出題 1:
健康食品の表示に関する文章から、「ただ、一部の団体代表を除いて」を含む語句で始まり「いまだにのたまうそうである。」で終わる部分を、一字も変えずに書き写せ。
出題 2:
健康食品の表示に関する文章のうち、「通信販売メーカーに寄せられる」で始まる段落を、主な事実を残したまま箇条書きに縮めよ。
出題 3:
健康食品の表示に関する文章を、最後の文のあとから書き進めよ。
──────── 提供テキスト ────────
消費者庁で行なわれている「健康食品に関する表示検討会」も、いよいよ大詰めに差しかかった。健康食品業界や消費者団体、医師会、有識者による討議が、最終的にどこに落としこまれるのかは今のところまったくわからない。
ただ、一部の団体代表を除いて、現在の健康食品があまりにも情報過疎のなかで売買されているという認識は、共通のものになりつつあるようだ。
通信販売メーカーに寄せられる消費者の声のなかには、「用量が表示してないばかりに、飲みすぎておなかをこわした」などという笑えないクレームがあるという。消費者は消費者で、健康食品が「効果効能」を標榜できないという法的制約を知らずに買っている人がほとんどなのである。ちなみに、知人の親はテーブルに置いてある健康食品を「クスリ取って!」といまだにのたまうそうである。
──────── 提供資料 ────────
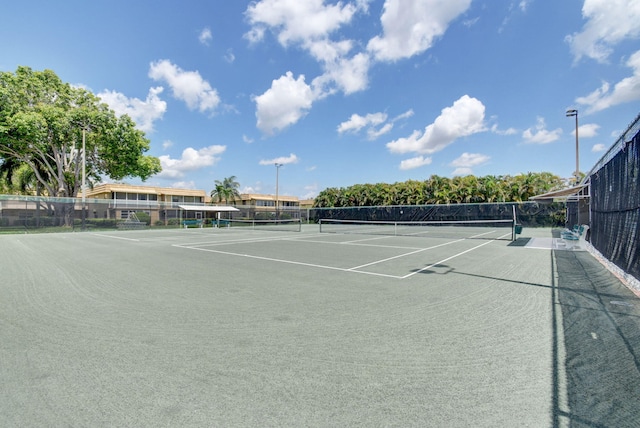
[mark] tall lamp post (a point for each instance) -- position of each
(571, 113)
(84, 180)
(278, 165)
────────
解答 1:
ただ、一部の団体代表を除いて、現在の健康食品があまりにも情報過疎のなかで売買されているという認識は、共通のものになりつつあるようだ。
通信販売メーカーに寄せられる消費者の声のなかには、「用量が表示してないばかりに、飲みすぎておなかをこわした」などという笑えないクレームがあるという。消費者は消費者で、健康食品が「効果効能」を標榜できないという法的制約を知らずに買っている人がほとんどなのである。ちなみに、知人の親はテーブルに置いてある健康食品を「クスリ取って!」といまだにのたまうそうである。

解答 2:
- 通信販売メーカーには、用量が表示されていないせいで飲みすぎておなかをこわしたという消費者のクレームが寄せられている。
- 消費者のほとんどは、健康食品が「効果効能」を標榜できないという法的制約を知らずに買っている。
- 知人の親は、テーブルに置いてある健康食品を今も「クスリ取って!」と言うそうだ。

解答 3:
食品安全基本法第19条には、「食品の安全性の確保に関する教育、学習等」として、「食品の安全性の確保に関する施策の策定に当たっては、食品の安全性の確保に関する教育及び学習の振興並びに食品の安全性の確保に関する広報活動の充実により国民が食品の安全性の確保に関する知識と理解を深めるために必要な措置が講じられなければならない」とある。教育、学習とはいかにも上から目線であるばかりか、聞いているうちに眠たくなる冗漫な文章だ。
一言で言えば、消費者にもっとわかりやすく広報しなさいということではないか。とはいえ、規制でがんじがらめにして、ときどき見せしめ的に100億円規模の健康食品メーカーを指導したところで、ネットに氾濫するあまたの違法業者はとても取り締まることはできまい。戦々恐々の生真面目なメーカーは、自粛して損をするというのが現実だ。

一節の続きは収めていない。